▸ REQUIREMENT
Nothing but the lines below from the one that contains "Pick out the knit hat. One pin per instance." through the one that contains "Pick out the overall" should be retyped, exactly and including both ends. Do not include pictures.

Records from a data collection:

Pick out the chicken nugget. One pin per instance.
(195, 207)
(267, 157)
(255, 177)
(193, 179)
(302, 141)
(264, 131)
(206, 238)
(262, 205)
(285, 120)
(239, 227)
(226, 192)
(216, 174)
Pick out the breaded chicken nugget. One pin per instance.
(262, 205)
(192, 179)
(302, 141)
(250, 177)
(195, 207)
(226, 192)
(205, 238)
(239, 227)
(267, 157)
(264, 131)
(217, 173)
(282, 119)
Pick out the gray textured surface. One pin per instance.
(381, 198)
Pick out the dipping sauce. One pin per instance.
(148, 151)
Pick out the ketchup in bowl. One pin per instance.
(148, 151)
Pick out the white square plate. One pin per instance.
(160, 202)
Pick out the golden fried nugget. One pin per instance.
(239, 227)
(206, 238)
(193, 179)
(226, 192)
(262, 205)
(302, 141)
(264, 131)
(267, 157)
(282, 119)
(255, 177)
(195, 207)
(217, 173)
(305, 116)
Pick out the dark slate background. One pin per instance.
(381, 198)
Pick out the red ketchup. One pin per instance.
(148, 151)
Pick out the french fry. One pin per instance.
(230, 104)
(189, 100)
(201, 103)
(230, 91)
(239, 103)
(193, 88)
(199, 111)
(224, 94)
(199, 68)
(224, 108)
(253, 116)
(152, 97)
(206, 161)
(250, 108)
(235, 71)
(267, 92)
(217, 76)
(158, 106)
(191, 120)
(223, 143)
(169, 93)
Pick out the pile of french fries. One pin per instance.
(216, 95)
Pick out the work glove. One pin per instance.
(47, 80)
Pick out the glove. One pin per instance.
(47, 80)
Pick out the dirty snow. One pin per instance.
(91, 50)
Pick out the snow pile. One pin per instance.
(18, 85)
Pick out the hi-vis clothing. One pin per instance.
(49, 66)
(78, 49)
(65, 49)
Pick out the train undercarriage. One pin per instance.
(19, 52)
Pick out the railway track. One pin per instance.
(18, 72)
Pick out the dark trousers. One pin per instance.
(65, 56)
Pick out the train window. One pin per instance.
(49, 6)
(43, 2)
--
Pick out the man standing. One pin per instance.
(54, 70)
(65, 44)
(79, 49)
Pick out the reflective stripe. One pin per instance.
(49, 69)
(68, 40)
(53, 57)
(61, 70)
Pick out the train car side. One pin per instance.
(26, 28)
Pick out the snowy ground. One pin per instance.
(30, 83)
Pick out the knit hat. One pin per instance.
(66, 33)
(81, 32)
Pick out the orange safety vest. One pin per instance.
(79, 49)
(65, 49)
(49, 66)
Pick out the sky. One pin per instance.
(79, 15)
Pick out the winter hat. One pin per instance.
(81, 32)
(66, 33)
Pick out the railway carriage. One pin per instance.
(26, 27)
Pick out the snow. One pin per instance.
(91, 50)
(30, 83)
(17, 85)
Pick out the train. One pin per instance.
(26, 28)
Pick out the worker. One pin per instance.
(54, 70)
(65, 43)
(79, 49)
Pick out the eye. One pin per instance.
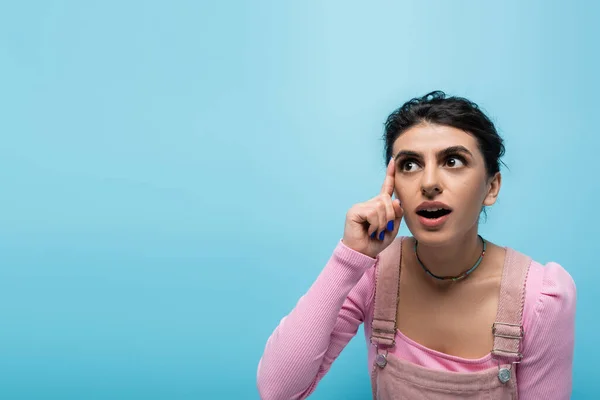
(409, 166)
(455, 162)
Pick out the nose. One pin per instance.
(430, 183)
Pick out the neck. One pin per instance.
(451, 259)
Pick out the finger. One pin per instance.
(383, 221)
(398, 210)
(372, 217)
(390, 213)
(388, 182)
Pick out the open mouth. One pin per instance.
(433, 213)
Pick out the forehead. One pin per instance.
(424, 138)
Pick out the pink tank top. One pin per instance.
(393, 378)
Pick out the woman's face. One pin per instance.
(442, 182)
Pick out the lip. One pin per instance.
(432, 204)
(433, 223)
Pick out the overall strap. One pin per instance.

▸ RESPONSE AREA
Pick out the knit hat. One pin per instance.
(66, 33)
(81, 32)
Pick out the orange safety vest. One pin per instance.
(79, 49)
(65, 49)
(49, 66)
Pick out the sky. One pin per instance.
(79, 15)
Pick out the winter hat. One pin per instance.
(81, 32)
(66, 33)
Pick out the railway carriage. One pin per instance.
(26, 27)
Pick out the snow. One pin per instance.
(91, 50)
(30, 83)
(17, 85)
Pick out the train. One pin per instance.
(26, 28)
Pick out the worker. One pin per instance.
(54, 70)
(65, 43)
(79, 49)
Pick out the eye. One pin per instance.
(409, 166)
(455, 162)
Pick out the nose. One pin per instance.
(430, 183)
Pick out the neck. One pin per instance.
(451, 259)
Pick out the finger. One pin per instance.
(383, 221)
(398, 210)
(372, 217)
(390, 213)
(388, 182)
Pick out the open mouth. One pin per instance.
(433, 213)
Pick out the forehead. One pin per instance.
(424, 138)
Pick out the pink tank top. One pin per instance.
(393, 378)
Pick out the woman's face. One pin per instance.
(442, 182)
Pick out the lip. One pin per instance.
(432, 204)
(433, 223)
Pick out the overall strap. One pin per instance.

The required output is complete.